Brief: Render the data as a JSON list of strings, one string per line and no blank lines, starting at the line containing "[Batch spec] Target class: black" and ending at the last line of the data.

Material supplied:
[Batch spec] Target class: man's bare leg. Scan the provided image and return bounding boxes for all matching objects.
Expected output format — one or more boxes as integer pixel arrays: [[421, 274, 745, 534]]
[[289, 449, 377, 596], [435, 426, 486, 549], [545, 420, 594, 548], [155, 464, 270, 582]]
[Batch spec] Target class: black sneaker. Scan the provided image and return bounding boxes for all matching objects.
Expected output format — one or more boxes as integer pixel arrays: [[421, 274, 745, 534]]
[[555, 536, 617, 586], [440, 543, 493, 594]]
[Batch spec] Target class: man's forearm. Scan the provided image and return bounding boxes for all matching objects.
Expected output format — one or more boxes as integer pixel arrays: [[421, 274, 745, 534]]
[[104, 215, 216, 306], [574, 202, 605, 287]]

Written response:
[
  "[Batch spec] Target class: black sneaker. Scan the provided image and return bounding boxes for all matching objects.",
  "Expected output format — one or more boxes as integer pixel arrays: [[421, 274, 745, 534]]",
  "[[555, 536, 617, 586], [440, 543, 493, 594]]",
  "[Batch spec] Target class: man's forearm. Scan the provided image and return bounding boxes for all matching objects.",
  "Expected output format — one or more boxes as integer pixel arrays: [[421, 274, 745, 534]]",
  "[[104, 215, 216, 306], [574, 202, 605, 287]]"
]